Work to do: Repeat exactly, and only, the lines from the one containing "white door, the" through the end of the records.

Input rows:
==*==

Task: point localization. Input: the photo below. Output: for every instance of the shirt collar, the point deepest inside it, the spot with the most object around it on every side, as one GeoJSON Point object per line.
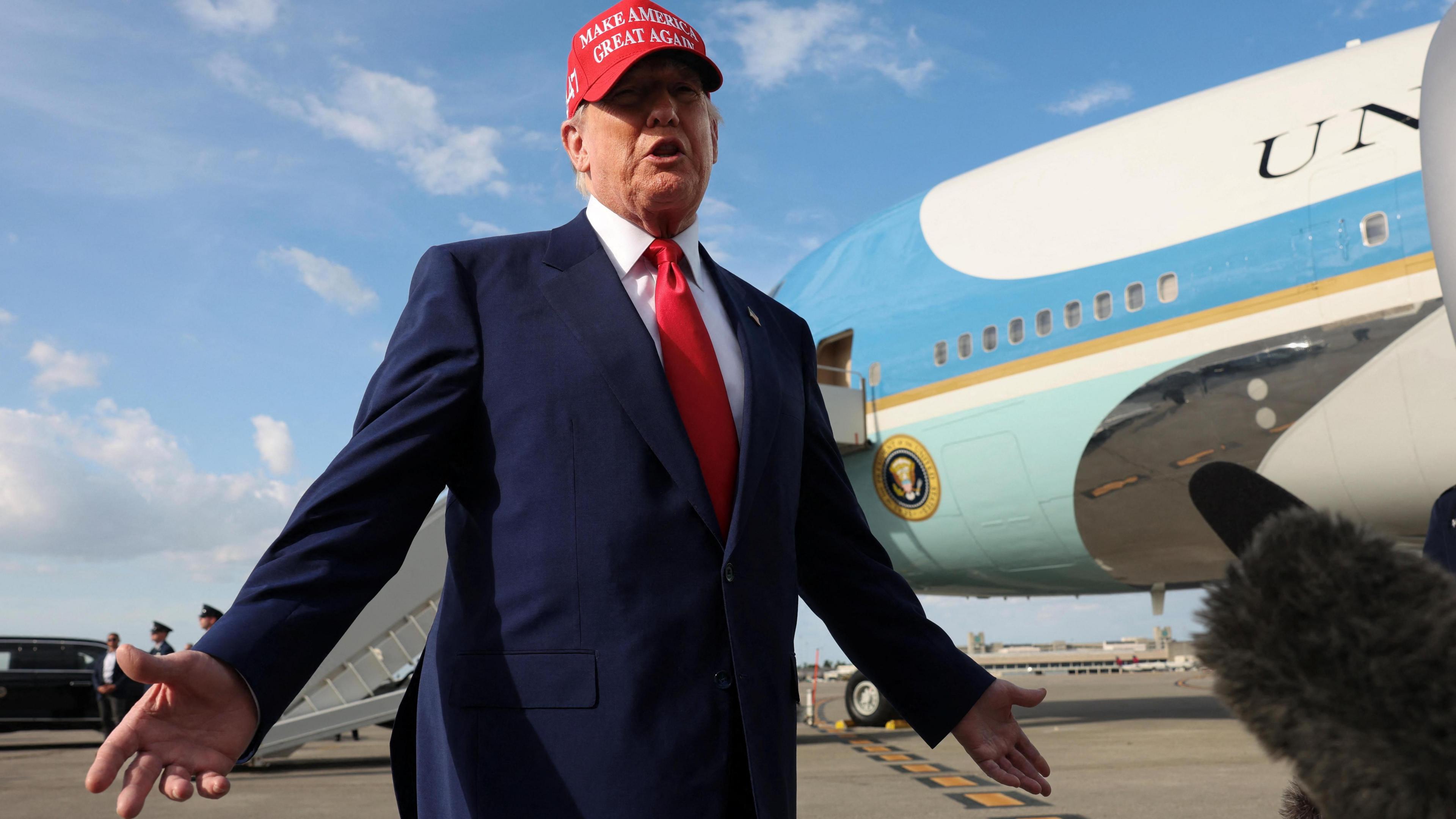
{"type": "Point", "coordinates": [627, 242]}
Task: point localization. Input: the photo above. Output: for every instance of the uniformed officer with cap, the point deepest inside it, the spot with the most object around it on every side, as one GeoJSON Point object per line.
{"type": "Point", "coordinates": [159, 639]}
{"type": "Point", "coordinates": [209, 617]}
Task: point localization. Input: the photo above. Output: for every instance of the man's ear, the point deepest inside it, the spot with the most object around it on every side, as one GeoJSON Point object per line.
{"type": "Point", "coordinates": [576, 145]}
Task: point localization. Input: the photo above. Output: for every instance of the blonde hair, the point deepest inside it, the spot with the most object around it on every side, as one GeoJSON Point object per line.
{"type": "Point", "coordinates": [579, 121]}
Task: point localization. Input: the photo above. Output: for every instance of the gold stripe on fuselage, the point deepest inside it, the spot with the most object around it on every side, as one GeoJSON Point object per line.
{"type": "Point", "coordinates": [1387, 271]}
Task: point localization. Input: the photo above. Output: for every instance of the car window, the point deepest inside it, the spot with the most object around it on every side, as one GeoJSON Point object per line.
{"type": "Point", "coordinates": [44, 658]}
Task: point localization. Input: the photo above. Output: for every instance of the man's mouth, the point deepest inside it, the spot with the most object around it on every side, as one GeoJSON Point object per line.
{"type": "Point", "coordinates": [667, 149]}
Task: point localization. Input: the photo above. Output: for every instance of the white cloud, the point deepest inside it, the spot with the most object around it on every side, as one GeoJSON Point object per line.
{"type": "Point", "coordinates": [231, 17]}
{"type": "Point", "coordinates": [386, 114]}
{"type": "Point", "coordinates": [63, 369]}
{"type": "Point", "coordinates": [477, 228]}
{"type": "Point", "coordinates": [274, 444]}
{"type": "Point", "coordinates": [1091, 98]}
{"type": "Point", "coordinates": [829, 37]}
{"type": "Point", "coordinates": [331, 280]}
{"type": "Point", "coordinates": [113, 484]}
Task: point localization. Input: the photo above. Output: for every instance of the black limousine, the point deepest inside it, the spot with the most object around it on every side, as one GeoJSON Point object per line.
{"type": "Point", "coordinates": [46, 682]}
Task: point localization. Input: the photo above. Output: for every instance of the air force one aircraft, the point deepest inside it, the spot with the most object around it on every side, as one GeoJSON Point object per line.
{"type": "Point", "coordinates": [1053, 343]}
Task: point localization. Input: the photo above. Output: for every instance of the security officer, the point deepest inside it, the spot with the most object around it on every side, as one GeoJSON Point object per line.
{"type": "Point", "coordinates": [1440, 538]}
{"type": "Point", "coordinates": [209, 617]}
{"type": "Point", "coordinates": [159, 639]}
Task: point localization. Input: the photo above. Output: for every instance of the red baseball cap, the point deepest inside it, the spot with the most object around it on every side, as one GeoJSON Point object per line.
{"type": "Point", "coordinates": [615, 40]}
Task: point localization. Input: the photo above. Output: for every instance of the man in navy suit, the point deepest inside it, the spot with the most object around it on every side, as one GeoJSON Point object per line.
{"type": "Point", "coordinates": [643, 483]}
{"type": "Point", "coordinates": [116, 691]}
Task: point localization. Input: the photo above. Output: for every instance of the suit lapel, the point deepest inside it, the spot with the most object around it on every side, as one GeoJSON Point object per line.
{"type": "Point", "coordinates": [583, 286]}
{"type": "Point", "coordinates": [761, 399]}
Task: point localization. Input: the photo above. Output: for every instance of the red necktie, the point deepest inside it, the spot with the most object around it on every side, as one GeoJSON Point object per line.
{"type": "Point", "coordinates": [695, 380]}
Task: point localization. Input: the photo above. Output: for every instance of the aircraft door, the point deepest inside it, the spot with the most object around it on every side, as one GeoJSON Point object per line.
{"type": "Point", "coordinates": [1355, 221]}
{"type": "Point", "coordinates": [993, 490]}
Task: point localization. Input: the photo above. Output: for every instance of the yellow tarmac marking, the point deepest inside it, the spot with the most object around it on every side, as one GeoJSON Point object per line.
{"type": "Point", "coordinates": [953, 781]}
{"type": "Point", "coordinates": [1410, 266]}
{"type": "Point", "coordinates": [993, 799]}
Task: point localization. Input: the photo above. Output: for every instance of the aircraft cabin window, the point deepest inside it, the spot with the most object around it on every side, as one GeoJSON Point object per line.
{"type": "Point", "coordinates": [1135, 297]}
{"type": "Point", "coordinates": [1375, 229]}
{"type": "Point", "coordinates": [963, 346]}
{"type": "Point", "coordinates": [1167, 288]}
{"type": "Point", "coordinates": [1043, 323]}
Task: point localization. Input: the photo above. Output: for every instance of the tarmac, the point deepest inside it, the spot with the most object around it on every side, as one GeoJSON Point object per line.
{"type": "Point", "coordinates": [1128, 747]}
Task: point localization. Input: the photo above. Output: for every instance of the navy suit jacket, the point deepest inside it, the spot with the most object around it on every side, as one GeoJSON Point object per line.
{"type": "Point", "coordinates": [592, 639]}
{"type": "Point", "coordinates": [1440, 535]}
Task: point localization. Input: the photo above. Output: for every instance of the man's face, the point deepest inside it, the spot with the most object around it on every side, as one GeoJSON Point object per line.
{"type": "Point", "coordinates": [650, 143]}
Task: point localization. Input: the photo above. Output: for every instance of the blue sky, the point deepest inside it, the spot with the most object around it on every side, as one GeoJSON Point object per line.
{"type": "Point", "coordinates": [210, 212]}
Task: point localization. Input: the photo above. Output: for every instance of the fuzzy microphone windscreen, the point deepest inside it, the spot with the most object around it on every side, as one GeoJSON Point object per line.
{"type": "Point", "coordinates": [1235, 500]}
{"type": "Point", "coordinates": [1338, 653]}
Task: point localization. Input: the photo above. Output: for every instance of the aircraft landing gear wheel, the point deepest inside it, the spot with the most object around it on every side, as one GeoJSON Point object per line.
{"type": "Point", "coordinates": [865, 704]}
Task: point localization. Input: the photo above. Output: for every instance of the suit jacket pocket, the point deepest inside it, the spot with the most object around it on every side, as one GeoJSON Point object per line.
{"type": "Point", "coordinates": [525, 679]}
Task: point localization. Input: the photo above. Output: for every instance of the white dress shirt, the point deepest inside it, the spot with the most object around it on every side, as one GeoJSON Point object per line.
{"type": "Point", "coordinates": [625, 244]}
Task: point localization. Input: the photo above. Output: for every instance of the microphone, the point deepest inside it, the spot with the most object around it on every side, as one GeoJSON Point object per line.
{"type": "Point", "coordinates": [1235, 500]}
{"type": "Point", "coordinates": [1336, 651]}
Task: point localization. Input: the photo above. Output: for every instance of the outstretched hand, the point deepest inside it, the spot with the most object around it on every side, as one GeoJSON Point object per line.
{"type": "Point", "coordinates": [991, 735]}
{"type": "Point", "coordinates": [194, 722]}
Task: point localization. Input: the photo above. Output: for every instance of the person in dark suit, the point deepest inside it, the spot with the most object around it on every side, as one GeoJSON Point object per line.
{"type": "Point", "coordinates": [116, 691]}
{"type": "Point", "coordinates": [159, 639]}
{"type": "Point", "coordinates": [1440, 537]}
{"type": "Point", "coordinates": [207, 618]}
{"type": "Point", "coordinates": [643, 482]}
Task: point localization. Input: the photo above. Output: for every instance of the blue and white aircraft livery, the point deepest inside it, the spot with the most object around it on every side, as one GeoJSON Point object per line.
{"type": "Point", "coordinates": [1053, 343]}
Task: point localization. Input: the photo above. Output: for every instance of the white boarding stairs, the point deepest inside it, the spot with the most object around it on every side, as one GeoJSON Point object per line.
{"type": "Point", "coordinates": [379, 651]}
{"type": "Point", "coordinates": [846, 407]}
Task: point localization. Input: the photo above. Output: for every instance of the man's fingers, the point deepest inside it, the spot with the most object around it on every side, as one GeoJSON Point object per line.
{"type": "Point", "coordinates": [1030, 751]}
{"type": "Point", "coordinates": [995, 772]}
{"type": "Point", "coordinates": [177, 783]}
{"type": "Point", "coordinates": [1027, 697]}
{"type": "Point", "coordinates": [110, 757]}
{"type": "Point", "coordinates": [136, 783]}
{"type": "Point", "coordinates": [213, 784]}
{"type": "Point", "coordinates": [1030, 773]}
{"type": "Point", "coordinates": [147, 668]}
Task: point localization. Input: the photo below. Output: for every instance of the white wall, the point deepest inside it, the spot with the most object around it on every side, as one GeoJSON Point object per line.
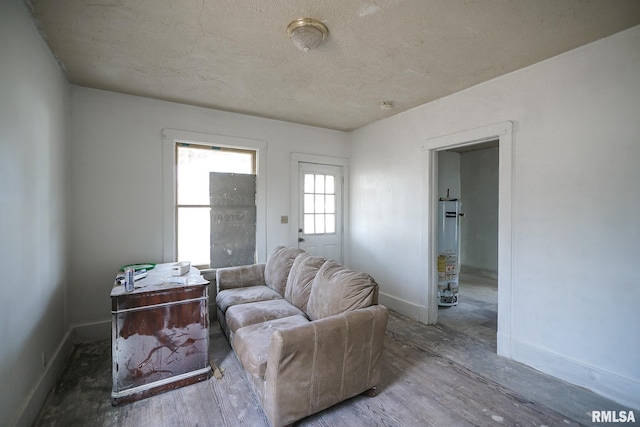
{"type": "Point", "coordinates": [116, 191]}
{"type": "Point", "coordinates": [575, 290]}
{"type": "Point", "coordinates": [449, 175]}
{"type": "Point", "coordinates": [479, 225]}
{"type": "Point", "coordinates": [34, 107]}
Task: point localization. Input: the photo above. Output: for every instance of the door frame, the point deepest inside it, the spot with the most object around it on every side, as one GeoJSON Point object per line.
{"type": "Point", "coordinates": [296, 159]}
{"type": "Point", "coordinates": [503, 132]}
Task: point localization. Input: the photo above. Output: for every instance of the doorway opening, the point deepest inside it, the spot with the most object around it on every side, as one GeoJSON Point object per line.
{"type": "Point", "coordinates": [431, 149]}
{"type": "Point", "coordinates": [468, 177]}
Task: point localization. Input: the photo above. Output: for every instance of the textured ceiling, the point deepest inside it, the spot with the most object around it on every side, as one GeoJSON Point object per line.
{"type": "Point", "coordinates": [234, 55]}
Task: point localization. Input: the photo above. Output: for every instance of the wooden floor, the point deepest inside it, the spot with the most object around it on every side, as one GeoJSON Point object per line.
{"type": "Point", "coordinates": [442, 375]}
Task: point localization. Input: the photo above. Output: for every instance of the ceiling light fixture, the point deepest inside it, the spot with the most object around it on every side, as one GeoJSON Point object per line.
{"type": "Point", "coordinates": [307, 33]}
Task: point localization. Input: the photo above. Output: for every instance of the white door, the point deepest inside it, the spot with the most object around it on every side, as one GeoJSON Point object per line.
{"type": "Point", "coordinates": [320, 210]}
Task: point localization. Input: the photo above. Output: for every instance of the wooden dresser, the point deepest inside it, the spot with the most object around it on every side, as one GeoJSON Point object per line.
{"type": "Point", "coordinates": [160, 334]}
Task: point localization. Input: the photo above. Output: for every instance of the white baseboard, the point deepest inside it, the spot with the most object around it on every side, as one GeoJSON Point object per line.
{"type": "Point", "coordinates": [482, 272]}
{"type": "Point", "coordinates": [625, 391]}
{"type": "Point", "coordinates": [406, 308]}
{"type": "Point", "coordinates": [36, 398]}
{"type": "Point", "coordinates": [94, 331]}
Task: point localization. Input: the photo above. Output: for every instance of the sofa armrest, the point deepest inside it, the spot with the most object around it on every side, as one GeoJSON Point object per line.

==*==

Answer:
Task: point localization. Input: the photo above. Output: for every instance of the white door, the point deepest inside it, the spot with the most object around it on every side, as one GeoJSON Point object per line.
{"type": "Point", "coordinates": [320, 210]}
Task: point localization. Input: the photo above. Output: for every instance of the wooden dresser, the point deepest inside it, the spot with the most object around it on every side, as one GeoJSON Point object per line.
{"type": "Point", "coordinates": [160, 334]}
Task: point localization. Input: the photo above. Output: for every instance of the white baseboard, the point deepest inside it, the spot with the most object around it on every side, as one GeoJSON Point object per line.
{"type": "Point", "coordinates": [482, 272]}
{"type": "Point", "coordinates": [625, 391]}
{"type": "Point", "coordinates": [406, 308]}
{"type": "Point", "coordinates": [36, 398]}
{"type": "Point", "coordinates": [94, 331]}
Task: point localization. Input: the photo above. Output: for every instance of the sofa armrest, the point deepest inside it, the spot with the most object around it on every side, as one GeoJSON Point object per line.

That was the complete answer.